++++ TEXT PASSAGE

Wednesday 21 June 2017

He Wants to Be a Ne'er-Do-Well

The chances were pretty good, at one time, you could watch reruns of an old TV show featuring character actor Jesse White, then when the commercial came on, Jesse White would be there, too.

He kind of had two careers. He played con-men and other fast-talkers in the black-and-white sitcom days, and then spent years raking in plenty of cash on TV spots as the Lonely Magtag Repairman. Oh, White did other things; he was part of a great voice cast in the Linus the Lionhearted cartoons, and added his voice to Stan Freberg’s enjoyable record album “History of the United States.” It seems he was continually in demand. He played dramatic roles, too, as Twilight Zone fans will remember.

White’s biggest break may have been in the play “Harvey,” which appeared on Broadway soon after the end of World War Two. White repeated his role in the 1950 film version with Jimmy Stewart. TV aplenty followed, including two series opposite Ann Sothern (before she was a car).

Here are a couple of newspaper pieces with White in his pre-Maytag days. The first was in one of the Atlanta papers on May 20, 1960 but isn’t bylined and could be a handout from his publicity people. It’s about the same old thing—character actors are recognisable but the average fan has no idea who they are.
Cursed with Dishonest Mug, Moans TV’s Jesse White
The face of Jesse White will never inspire confidence in a stranger. It just looks “dishonest.”
White, who has the role of Oscar Pudney, the small-time con artist in The Ann Sothern Show on Ch. 5, has as honest a heart as anyone you could name. But that face . . . It bothers him.
“Everywhere I go,” says White, “I get suspicious looks . . . from the police and from the man in the street. Almost everyone has seen me in movies or on television and they remember my face – but not where they saw it.
“Not everyone assumes that I’m a crook, though. I was eating in a restaurant in Beverly Hills recently when I noticed a woman and her daughter staring at me all through the meal. When they finished they came up to my table and asked me if I’d mind settling an argument they’d had.
“The older woman said she was sure she knew me.
“ ‘Didn’t you,’ she asked, ‘used to deliver meat to us on Beverly Drive.’
“I told her yes.”
The police in Beverly Hills, he says, might be expected to recognize actors when they see them.
“But every once in a while they get a new man on the force,” White notes, “and first thing you know he’s spotted me and thinks he’s seen my face on a ‘wanted’ poster. I have to be very careful always to have identification on me.”
Once, he reports, he was actually hauled in – in Scottsdale, Ariz., where he now owns an apartment house.
“The officer wanted to book me for vagrancy or something while they checked my fingerprints. Fortunately I was able to find an old clipping with my picture on it to prove I wasn’t all 10 of the top public enemies.”
The face, though, has some virtues, White says.
“One way or another I find the face is in demand,” he reports. “For a long time I just played comedy parts – comic cops or comic gangsters, mostly, sometimes a bum or a con artist. Only in the last few years have I played any series ‘heavies’ or villains.

++++++++
++++ PROVIDED RECORDS

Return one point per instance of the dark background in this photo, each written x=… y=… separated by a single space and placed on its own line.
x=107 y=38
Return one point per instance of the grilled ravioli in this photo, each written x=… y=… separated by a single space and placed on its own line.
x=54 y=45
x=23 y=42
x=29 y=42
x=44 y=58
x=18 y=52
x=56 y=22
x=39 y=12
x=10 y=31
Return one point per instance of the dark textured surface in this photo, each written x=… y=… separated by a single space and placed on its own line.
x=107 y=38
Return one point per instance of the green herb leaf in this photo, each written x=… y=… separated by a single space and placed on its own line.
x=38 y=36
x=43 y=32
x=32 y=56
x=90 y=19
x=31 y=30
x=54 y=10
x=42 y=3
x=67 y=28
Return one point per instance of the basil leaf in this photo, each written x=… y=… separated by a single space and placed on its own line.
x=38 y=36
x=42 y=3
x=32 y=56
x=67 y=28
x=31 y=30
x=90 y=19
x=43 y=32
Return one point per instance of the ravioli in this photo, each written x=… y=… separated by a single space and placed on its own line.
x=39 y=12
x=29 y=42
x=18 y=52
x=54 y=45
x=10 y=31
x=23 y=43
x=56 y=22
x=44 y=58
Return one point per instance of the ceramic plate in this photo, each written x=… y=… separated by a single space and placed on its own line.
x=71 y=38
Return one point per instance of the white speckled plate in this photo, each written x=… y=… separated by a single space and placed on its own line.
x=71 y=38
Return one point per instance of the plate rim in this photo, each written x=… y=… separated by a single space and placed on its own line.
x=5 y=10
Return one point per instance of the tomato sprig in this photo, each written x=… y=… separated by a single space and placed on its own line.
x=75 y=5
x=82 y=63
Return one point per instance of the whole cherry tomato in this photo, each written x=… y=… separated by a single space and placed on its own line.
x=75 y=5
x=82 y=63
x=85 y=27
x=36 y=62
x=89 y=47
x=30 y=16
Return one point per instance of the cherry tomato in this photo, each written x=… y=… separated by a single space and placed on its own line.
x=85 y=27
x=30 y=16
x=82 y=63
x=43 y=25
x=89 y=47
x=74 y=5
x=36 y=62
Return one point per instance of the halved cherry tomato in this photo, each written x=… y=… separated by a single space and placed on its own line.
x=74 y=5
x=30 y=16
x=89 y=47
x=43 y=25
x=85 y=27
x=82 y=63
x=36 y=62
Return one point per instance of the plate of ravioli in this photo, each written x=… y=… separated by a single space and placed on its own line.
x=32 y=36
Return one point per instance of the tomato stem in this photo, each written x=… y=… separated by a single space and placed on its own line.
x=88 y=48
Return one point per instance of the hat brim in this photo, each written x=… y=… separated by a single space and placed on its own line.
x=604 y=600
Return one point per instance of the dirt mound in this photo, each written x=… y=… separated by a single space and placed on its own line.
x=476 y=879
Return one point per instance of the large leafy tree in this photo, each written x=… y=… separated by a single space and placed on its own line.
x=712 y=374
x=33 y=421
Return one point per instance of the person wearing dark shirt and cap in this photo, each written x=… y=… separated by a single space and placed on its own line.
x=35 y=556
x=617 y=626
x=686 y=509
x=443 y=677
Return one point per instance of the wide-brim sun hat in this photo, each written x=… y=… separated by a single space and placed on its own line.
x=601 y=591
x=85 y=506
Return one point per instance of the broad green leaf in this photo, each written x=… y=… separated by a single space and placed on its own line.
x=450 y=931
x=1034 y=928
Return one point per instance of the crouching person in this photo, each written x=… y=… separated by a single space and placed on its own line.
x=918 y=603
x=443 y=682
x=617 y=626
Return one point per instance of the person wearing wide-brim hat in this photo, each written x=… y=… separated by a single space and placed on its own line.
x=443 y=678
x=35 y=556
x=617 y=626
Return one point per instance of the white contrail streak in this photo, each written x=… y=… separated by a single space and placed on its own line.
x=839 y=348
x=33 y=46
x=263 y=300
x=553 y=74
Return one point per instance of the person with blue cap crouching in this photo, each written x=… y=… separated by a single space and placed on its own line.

++++++++

◆ AIM
Pick up the text about actor Jesse White right after its last sentence and keep it going. The rows are separate material and have nothing to do with the text.

◆ TASK RESPONSE
“I like those parts. Comedy is fun, and it pays well, but there’s something satisfying about playing a real mean character. Even my daughter tells me I should be a villain more and not a clown so often. But they also want to see me in a role where I get to kiss the girl. I tell them their mother won’t let me.”
This story is from the pre-Maytag days as well, January 12, 1967, courtesy of the Los Angeles Times syndicate. White talks about typecasting and expects to take a regular role for security reasons when the right one came around. I suspect he didn’t realise it would be a series of TV commercials.
‘Good’ Heavy Jessie White [sic] Regular Without a Series
BY WALT DUTTON

Times Staff Writer
The face of Jesse White is undoubtedly well-known to millions of television viewers, even if some of them do not know his name. Jesse is a veteran of countless plays, movies and television programs. And while watching him perform in a TV program, chances are you have also seen him in one of the commercials, ranging from the man-in-the-elevator for Chung King chow mein a few years back, to the more recent “Sanapa Noma” wine blurbs for Italian Swiss Colony.
TV Agent
But to millions, Jesse White is still Cagey Calhoun, the fast-talking agent from Private Secretary, the Ann Sothern series that was flourishing on CBS about a decade ago.
“They say there is no audience attachment unless you are in a regular series, but it isn’t so,” said Jesse. “I was in only every third or fourth Private Secretary show, but it had a good reaction. It was amazing the impact of that first show, after doing 15 Broadway plays and 43 movies.”
It was the part of a lovable scoundrel and Jesse played him as a heavy, but with a heart. “You can’t hate him,” said Jesse, but he’d certainly like to forget him.
“It’s an image that I have been trying to dissipate, but they won’t let you,” he lamented. “They think of me with a cigar. I’m the fast-talking type; the Damon Runyon kind of guy you want to bring home to the warden. Producers get a bug about actors – if you play telephone poles, that’s all you’ll ever play. “But I’d say I’ve licked that problem about 60%,” he added. “Thank God there are producers who will let you do something off the beaten path.”
The luxury of variety has included heavy roles as robbers and murderers.
“That’s the kind of part my kids like,” Jesse chuckled. “Every time I get another show they say, ‘Oh, Daddy, I hope it’s not one of those funny parts!’ The gorier it is the better they like it.”
Jesse complements his acting assignments with commercials (“for the last few years they have been one-third to one-half of my gross income”) and TV game and panel shows. Game shows, said Jesse, “are fun; you can be yourself. I’m sorry I didn’t do it a long time ago.”
With all of these things going for Jesse, a series would seem to be the last thing on his mind.
“Let’s say I do just as well now as I would in a series,” Jesse commented. “What I’m doing is rewarding, but we’re talking about building up an estate, and the only way you can do it is with a series.
“And, besides, the way the business seems to be slanting, this is the only answer for an actor who’s been through the mill. It looks to me like the only way.
Still Looking
“I’m sure that one will come along and for some security reason, I’ll take it,” he continued. “I’d like to do a sympathetic role, the sort of thing that Hoss (Dan Blocker) is doing on Bonanza, or Bill Demarest in My Three Sons.
“I want something where I can be myself and have fun with it. You know, sort of the ne’er-do-well Uncle Louie.”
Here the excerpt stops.